- [WORK ITEM] With nothing left out, give the data back exactly.

________________

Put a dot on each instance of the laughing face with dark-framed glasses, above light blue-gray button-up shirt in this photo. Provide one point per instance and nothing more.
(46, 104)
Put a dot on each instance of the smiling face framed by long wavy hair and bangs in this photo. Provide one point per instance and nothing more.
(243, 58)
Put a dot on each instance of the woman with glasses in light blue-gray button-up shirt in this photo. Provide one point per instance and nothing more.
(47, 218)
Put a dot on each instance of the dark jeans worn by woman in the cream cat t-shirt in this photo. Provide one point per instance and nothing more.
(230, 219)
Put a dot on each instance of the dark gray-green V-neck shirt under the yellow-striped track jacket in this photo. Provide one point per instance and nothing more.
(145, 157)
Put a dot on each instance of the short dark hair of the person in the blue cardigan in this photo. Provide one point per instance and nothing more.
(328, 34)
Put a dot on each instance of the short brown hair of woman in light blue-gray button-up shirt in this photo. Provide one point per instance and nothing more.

________________

- [SOLUTION BELOW]
Put a dot on each instance of the laughing face with dark-framed glasses, above light blue-gray button-up shirt in this photo. Provide one point per instance and nothing more.
(46, 104)
Put a dot on each instance of the smiling face framed by long wavy hair and bangs in this photo. Provide one point per instance and nothing more.
(243, 58)
Put a dot on each instance of the woman with glasses in light blue-gray button-up shirt in this photo. Provide one point per instance and nothing more.
(47, 218)
Put a dot on each instance of the dark jeans worn by woman in the cream cat t-shirt in this photo. Provide one point per instance and nothing more.
(230, 219)
Put a dot on each instance of the dark gray-green V-neck shirt under the yellow-striped track jacket in this photo. Provide one point per instance and nothing more.
(145, 157)
Put a dot on each instance of the short dark hair of the person in the blue cardigan in this photo. Provide one point per instance and nothing more.
(328, 34)
Put a dot on each instance of the short brown hair of woman in light blue-gray button-up shirt in this photo. Provide one point per instance and nothing more.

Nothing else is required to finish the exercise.